> **Exercise brief**:
Retrieve every line of the data holding the word "query".

-------- Provided records --------

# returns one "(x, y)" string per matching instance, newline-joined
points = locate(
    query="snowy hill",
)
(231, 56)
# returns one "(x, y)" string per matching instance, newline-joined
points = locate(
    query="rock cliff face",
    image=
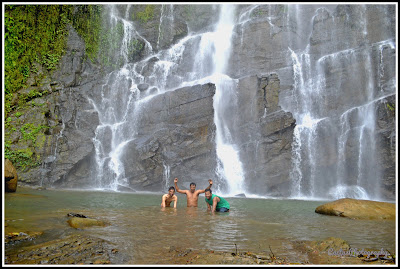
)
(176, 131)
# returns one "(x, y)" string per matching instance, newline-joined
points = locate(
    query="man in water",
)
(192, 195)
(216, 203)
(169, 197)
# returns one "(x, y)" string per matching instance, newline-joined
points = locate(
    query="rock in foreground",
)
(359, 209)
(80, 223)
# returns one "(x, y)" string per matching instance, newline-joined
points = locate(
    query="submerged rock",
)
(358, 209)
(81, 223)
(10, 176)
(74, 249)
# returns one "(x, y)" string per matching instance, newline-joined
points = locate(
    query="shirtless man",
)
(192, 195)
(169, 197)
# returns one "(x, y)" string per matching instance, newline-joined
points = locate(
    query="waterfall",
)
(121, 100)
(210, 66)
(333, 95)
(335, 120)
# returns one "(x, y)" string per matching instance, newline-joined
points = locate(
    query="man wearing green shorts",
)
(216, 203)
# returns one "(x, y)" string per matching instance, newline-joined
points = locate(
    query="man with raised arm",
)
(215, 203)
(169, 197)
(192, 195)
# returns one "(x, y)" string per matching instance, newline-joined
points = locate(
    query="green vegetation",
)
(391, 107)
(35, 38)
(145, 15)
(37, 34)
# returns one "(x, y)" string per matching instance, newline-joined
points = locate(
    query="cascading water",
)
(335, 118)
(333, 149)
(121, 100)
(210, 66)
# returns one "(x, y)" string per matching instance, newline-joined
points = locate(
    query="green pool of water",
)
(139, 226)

--------
-------- Provided records --------

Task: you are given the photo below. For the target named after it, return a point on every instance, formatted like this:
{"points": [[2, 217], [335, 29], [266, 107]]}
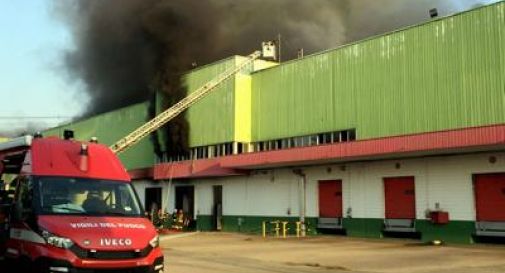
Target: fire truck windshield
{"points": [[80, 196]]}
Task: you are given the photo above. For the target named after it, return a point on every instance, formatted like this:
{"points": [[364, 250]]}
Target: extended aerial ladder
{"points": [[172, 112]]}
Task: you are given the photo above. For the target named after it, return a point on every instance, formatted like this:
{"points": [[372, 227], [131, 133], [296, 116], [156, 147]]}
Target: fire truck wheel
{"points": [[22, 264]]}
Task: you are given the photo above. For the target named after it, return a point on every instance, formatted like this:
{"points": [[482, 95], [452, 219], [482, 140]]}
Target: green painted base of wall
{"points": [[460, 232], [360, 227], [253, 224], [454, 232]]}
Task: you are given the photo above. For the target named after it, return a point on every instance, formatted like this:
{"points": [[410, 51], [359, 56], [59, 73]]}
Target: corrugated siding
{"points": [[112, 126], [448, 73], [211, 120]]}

--------

> **The answer**:
    query="snowy hill",
    query="rock cliff face",
    query="man in water",
    query="rock in foreground",
    query="submerged rock",
    query="shirtless man",
    query="waterfall",
    query="man wearing green shorts",
    query="man with raised arm",
    query="green vegetation",
    query="cascading water",
    query="green pool of water",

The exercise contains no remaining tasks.